Übertragen Sie den Satz „Meines Wissens ist das abhängig vom Betriebssystem und nicht in Java spezifiziert.“ aus dem Textauszug ins Englische.

____ Textauszug

Nein, wirklich? Aber um Bäume zu durchsuchen eignet sich die Rekursion eben mehr als die Iteration...


> Ein Vektor ist synchronisiert, was für Deinen Fall unnötig ist.


Und du glaubst jetzt, das die ArrayList schneller ist, oder wie?


> Außerdem bedeutet !isFile() nicht, daß es ein Verzeichnis ist!


Was könnte es denn sonst noch alles sein? Es gibt nur File,Directory und Root, wobei Root auch als Verzeichnis gewertet wird.


----------



## Wortraum (26. Jun 2010)

agentone hat gesagt.:


> Nein, wirklich? Aber um Bäume zu durchsuchen eignet sich die Rekursion eben mehr als die Iteration...


Doch, doch, das war mein Ernst. 



> Und du glaubst jetzt, das die ArrayList schneller ist, oder wie?


Grundsätzlich? Ja. Hier ist es ohnehin egal, und ich erwähnte es nur, weil häufig Vektor falsch eingesetzt oder zumindest ohne das Wissen verwendet wird, daß ein Vektor synchronisiert ist. Ein Hinweis darauf kann also nicht schaden, denke ich mir. 



> Was könnte es denn sonst noch alles sein? Es gibt nur File,Directory und Root, wobei Root auch als Verzeichnis gewertet wird.


Spezielle Dateien, beispielsweise Pipes, Sockets oder Treiberschnittstellen. Meines Wissens ist das abhängig vom Betriebssystem und nicht in Java spezifiziert.


----------



## agentone (27. Jun 2010)

> [...] weil häufig Vektor falsch eingesetzt oder zumindest ohne das Wissen verwendet wird, daß ein Vektor synchronisiert ist.


Ich wusste, dass Vector synchronisiert ist. Und ich habe es mir angewöhnt diesen zu verwenden, egal ob ich diese spezielle Eigenschaft benötige oder nicht. Auch wenn ihn manche als Quasi-Deprecated empfinden.



> Spezielle Dateien, beispielsweise Pipes, Sockets oder Treiberschnittstellen.


Aha, und die können alle mit einem File-Objekt dargestellt, bzw. durch listFiles() zurückgegeben werden??


----------



## Wortraum (27. Jun 2010)

agentone hat gesagt.:


> Aha, und die können alle mit einem File-Objekt dargestellt, bzw. durch listFiles() zurückgegeben werden??


Ja, es handelt sich um normale Verzeichniseinträge, aber nicht um normale Dateien.


----------

________
____ Bereitgestellte Angaben

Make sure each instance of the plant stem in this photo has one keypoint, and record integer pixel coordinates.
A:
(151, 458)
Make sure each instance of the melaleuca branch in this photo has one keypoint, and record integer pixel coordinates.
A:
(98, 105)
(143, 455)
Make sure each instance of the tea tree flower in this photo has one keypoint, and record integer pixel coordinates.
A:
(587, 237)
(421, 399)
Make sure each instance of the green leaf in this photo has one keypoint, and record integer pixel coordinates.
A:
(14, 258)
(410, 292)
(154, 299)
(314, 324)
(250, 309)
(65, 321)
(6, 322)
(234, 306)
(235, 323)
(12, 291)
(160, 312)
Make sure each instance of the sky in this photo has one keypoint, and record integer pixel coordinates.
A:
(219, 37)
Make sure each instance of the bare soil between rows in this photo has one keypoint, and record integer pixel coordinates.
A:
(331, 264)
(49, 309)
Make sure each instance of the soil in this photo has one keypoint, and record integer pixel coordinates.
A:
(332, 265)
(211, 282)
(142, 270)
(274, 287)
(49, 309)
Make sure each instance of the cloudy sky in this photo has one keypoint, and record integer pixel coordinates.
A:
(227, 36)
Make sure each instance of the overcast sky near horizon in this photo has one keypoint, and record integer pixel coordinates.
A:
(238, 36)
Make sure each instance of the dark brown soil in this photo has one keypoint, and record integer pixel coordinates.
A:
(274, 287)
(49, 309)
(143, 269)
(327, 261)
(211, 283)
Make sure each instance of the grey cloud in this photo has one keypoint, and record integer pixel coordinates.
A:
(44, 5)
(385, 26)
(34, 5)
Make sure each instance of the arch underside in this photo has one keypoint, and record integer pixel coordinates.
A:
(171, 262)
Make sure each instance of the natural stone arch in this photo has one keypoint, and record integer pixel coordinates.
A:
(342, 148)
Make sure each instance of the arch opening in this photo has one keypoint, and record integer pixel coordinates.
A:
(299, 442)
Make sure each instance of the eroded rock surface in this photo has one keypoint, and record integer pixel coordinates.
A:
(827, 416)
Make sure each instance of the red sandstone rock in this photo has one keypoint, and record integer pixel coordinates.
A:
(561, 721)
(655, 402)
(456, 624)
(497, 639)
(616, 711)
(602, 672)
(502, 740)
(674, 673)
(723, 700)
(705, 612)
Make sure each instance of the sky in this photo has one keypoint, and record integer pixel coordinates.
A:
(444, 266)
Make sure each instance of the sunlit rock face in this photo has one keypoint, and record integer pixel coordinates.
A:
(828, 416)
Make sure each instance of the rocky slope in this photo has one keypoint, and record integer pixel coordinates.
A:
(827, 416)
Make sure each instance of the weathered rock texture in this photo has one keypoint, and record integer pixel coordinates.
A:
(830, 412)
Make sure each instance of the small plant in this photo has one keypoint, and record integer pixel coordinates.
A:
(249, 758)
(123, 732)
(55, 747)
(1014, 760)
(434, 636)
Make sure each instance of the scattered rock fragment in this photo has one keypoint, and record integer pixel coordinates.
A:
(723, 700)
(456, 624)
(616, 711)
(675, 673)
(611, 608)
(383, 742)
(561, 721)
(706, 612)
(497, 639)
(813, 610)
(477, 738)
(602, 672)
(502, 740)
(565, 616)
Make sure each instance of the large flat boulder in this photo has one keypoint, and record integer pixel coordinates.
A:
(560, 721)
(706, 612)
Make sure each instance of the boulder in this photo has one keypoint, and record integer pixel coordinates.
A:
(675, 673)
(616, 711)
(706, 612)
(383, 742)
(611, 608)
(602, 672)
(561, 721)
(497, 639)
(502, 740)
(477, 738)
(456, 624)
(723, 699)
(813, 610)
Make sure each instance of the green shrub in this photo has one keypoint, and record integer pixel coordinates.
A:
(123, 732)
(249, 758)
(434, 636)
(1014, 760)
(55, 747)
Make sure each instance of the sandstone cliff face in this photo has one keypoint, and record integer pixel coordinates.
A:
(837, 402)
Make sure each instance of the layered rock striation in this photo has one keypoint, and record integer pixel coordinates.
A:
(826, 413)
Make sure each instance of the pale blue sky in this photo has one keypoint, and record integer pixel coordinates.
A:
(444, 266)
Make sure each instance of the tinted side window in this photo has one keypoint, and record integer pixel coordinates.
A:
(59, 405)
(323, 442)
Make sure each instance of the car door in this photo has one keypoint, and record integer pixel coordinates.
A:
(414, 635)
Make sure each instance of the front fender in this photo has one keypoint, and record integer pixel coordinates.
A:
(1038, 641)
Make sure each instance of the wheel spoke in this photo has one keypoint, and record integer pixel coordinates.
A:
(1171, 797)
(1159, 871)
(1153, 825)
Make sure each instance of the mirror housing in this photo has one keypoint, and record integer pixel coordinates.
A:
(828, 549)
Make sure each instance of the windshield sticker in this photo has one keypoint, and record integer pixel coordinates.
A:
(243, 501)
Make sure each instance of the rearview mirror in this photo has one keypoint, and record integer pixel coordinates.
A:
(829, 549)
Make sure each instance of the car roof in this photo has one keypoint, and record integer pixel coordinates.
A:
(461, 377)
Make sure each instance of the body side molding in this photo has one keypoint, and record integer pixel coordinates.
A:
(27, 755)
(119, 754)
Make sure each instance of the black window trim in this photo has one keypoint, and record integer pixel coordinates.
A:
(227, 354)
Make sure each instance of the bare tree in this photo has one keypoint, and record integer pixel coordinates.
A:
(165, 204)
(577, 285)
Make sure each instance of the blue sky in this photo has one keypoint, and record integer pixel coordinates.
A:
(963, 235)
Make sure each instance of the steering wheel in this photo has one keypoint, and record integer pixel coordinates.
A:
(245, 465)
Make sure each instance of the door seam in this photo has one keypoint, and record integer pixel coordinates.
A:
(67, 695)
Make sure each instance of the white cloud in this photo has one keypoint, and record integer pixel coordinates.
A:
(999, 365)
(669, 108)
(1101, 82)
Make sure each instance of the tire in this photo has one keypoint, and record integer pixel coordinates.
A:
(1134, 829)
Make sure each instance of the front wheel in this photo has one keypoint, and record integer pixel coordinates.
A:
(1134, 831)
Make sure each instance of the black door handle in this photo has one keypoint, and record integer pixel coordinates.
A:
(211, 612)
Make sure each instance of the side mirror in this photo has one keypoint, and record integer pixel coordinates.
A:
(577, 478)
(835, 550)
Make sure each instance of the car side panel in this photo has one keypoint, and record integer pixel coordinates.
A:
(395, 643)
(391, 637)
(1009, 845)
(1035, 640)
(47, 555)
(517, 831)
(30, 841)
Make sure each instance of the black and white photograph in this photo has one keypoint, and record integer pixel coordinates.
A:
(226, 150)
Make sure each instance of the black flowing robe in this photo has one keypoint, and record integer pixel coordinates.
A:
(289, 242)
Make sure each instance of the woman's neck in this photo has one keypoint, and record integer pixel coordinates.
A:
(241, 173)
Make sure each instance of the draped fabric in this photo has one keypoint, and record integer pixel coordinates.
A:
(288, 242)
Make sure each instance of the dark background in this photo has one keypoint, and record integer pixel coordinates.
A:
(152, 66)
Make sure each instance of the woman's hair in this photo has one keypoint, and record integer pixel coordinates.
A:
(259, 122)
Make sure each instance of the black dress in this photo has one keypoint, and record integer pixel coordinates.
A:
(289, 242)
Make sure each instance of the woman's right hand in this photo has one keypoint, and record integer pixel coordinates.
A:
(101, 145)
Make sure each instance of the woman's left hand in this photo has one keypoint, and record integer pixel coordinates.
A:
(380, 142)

________

● **Lösung**
To my knowledge, this depends on the operating system and is not specified in Java.